What you should do: Beginning at the line with "For the benchmark, annotate every instance of the street", output each line to the end of the listing below exactly, please.

Data section:
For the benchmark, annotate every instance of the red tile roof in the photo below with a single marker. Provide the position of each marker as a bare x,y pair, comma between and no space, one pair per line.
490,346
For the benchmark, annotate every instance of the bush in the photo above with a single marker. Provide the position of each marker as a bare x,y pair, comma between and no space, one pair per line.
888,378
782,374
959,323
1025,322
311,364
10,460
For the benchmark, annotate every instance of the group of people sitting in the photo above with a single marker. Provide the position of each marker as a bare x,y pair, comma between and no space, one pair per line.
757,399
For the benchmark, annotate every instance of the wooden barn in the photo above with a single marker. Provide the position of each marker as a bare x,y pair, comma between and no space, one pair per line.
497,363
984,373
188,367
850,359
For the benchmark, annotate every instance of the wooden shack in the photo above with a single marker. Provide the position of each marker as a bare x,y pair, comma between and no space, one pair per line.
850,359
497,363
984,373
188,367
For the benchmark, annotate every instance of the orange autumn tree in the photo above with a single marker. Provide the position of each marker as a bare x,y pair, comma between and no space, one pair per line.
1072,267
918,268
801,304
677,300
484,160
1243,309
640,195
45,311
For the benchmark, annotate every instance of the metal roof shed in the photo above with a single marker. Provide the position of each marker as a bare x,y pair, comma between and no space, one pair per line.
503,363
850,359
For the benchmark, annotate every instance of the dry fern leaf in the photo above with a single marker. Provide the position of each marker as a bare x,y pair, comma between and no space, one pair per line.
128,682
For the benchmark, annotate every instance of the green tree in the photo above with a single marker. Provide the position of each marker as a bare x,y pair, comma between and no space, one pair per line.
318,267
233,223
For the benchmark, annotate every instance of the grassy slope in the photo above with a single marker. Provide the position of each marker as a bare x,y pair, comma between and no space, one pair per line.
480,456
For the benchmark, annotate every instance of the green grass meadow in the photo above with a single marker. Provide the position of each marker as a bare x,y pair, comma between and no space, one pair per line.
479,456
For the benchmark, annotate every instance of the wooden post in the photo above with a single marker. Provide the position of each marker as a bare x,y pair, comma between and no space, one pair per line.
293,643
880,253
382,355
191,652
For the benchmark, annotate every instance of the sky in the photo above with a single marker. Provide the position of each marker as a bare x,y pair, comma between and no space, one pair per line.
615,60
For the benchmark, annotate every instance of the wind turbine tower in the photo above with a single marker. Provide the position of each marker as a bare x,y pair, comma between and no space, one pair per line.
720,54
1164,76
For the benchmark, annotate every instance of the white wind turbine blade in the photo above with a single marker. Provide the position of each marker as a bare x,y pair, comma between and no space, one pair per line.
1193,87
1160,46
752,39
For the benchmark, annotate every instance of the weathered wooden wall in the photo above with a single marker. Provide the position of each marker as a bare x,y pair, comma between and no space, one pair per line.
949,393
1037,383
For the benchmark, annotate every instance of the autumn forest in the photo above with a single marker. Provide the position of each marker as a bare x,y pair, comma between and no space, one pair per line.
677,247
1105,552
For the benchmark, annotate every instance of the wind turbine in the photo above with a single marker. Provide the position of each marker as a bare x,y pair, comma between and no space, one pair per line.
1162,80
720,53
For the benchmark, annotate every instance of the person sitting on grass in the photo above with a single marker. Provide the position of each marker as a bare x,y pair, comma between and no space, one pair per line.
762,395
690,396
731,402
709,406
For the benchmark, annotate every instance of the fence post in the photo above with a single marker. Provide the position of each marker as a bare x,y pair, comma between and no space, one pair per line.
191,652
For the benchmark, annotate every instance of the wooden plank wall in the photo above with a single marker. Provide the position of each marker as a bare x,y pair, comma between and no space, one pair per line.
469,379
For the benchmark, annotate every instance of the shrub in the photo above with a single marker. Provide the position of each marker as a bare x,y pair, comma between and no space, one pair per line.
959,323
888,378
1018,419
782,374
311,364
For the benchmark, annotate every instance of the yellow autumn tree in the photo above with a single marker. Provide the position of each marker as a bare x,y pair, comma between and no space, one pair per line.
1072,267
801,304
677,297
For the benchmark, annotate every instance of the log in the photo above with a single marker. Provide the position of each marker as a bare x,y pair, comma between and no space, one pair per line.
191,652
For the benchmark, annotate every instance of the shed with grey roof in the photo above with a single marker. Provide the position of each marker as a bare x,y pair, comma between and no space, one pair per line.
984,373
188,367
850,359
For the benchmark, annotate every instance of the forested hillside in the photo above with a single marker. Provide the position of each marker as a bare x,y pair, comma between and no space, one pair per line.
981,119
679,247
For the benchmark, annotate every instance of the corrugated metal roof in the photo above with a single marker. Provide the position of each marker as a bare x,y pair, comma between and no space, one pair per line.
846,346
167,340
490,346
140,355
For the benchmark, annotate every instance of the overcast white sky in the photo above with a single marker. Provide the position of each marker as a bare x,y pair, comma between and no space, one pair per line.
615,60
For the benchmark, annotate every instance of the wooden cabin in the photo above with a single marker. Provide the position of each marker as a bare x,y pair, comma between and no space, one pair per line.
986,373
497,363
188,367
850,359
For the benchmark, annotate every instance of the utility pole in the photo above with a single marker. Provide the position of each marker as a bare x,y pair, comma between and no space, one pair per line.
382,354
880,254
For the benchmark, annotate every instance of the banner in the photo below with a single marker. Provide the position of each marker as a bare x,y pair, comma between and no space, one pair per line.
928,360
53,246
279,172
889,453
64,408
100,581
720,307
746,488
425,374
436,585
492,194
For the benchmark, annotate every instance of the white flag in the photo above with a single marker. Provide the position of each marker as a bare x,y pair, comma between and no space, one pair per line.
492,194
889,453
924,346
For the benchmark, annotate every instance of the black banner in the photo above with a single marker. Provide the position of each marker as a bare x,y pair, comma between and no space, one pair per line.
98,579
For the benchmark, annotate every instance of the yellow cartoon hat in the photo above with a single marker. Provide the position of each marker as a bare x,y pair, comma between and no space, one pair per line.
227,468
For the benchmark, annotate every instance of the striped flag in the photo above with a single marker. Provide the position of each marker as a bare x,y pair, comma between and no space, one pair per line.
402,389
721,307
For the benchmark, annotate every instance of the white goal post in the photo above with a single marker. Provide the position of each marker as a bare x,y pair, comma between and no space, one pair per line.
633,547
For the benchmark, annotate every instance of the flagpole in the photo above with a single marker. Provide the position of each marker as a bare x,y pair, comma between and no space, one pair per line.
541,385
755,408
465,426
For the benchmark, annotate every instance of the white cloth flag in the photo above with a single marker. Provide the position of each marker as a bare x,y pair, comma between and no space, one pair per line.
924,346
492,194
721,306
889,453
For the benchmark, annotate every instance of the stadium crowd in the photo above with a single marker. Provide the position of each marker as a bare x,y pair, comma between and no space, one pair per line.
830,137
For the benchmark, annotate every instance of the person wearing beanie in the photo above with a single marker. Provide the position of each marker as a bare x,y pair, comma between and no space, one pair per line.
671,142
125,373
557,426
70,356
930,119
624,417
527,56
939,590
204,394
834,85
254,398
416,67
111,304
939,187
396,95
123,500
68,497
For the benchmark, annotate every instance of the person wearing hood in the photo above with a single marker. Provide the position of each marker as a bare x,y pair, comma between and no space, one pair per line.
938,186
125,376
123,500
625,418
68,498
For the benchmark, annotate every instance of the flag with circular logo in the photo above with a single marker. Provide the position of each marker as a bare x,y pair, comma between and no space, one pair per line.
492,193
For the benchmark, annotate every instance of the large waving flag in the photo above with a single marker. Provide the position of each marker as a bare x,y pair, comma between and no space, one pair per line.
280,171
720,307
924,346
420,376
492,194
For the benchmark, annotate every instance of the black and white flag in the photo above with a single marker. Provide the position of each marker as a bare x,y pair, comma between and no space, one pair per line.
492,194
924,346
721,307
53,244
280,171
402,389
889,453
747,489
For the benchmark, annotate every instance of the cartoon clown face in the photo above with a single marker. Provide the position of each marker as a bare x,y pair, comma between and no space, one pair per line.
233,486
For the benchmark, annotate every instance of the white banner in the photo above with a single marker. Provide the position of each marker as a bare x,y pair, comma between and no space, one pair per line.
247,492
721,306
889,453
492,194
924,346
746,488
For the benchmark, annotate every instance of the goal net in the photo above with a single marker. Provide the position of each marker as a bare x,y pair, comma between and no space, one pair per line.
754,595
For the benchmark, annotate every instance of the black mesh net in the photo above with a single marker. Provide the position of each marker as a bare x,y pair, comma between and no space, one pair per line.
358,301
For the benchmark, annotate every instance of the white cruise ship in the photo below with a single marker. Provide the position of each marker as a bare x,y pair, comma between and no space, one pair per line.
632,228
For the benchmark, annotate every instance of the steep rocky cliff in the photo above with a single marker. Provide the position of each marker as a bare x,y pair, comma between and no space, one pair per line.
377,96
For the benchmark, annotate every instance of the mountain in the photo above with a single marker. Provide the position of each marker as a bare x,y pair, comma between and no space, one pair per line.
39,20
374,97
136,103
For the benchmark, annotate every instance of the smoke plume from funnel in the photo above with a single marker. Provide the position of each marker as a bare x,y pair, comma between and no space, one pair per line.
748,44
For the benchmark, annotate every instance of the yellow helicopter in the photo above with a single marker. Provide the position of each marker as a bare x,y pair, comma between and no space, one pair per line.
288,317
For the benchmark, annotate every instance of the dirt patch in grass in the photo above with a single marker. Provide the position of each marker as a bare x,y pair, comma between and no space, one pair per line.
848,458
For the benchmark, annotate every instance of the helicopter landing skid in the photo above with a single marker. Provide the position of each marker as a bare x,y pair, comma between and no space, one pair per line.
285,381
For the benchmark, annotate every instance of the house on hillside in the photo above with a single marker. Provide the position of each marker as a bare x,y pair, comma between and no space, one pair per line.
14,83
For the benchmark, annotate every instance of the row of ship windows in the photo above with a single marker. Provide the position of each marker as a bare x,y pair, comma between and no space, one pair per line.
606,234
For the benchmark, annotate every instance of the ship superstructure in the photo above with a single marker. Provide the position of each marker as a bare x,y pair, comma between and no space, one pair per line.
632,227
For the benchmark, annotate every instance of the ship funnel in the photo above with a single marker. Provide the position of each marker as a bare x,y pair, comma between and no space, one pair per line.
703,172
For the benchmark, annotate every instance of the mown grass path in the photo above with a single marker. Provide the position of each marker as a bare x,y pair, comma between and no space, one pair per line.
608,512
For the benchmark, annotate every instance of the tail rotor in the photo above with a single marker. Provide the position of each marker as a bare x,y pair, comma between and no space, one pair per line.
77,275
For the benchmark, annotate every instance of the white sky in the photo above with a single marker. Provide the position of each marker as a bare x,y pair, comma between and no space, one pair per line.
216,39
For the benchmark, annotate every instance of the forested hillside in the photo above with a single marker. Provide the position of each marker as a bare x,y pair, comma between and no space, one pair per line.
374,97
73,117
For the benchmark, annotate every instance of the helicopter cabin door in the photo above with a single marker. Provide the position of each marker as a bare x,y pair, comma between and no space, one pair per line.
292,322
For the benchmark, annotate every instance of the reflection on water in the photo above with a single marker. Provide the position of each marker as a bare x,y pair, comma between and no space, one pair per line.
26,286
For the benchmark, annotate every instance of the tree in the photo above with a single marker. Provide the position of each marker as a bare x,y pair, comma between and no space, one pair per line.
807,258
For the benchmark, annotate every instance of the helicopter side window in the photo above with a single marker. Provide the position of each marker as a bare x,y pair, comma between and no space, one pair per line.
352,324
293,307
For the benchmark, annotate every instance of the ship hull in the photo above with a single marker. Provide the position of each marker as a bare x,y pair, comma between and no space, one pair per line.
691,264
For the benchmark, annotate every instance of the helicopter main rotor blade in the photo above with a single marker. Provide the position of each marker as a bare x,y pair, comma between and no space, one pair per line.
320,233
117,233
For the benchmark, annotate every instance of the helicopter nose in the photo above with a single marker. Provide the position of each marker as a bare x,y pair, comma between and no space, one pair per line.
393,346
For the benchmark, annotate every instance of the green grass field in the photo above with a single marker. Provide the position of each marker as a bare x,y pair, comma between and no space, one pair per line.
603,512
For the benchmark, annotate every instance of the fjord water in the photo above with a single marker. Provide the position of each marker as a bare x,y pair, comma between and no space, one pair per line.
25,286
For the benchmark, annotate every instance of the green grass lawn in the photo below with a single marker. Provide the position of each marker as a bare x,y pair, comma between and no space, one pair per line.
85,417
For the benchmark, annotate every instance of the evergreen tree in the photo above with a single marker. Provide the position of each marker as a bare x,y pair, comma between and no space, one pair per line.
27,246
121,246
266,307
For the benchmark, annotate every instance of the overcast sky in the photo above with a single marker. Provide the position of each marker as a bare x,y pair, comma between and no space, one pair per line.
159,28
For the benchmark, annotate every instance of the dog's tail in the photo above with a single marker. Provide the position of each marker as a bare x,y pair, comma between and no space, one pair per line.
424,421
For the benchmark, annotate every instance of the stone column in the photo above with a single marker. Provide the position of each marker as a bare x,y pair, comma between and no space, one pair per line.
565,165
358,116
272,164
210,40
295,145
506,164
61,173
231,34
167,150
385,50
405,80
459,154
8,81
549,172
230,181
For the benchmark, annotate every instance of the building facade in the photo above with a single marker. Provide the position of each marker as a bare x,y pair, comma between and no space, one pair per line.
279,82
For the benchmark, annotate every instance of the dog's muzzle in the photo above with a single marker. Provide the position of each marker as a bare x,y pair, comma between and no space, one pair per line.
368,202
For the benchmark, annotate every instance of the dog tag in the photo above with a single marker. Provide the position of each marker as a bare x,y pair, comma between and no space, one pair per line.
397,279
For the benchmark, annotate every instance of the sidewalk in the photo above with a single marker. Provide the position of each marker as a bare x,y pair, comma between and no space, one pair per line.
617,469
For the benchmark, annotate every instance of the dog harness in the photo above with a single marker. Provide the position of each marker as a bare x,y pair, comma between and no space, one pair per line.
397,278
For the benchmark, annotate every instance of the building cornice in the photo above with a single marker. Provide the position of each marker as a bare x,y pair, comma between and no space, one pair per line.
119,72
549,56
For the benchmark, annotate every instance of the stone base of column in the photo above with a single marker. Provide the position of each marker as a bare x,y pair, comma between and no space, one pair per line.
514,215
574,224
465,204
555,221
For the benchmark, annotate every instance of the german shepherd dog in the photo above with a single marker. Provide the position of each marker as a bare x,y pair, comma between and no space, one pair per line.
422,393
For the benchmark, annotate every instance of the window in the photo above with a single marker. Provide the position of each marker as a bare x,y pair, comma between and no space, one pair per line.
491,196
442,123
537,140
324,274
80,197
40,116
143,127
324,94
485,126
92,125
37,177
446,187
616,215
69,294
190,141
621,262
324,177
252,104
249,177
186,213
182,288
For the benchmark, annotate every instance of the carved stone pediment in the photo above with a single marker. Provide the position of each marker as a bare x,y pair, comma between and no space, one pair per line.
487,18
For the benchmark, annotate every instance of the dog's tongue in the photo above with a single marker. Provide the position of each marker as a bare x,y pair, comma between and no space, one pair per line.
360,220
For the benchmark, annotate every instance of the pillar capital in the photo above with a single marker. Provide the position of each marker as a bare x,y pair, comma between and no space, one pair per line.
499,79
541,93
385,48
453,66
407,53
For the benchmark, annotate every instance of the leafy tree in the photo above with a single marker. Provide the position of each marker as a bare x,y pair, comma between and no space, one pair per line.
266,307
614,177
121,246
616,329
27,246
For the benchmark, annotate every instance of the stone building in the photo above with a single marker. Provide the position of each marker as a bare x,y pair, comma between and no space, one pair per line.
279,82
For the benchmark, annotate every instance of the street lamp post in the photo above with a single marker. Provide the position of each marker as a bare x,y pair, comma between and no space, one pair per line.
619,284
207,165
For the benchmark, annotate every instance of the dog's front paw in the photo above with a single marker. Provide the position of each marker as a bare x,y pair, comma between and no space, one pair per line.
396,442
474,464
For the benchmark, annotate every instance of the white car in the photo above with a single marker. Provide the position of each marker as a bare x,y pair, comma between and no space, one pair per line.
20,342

Task answer:
For the benchmark, annotate every instance of the street lamp post in the photo above with a single marker. Provide the position of each marker as a bare x,y pair, comma between and no space, one pair per line.
619,284
207,165
For the benchmark, annotate every instance of the dog's front paw in the photo above with a single marker. Provide the position of each marker as a bare x,y pair, comma between and no space, one pair per line.
396,442
474,464
For the benchmark, annotate every instance of the white car in the photo above with a single marker. Provide the position of each marker as a bare x,y pair, comma between and no space, one pair per line.
20,342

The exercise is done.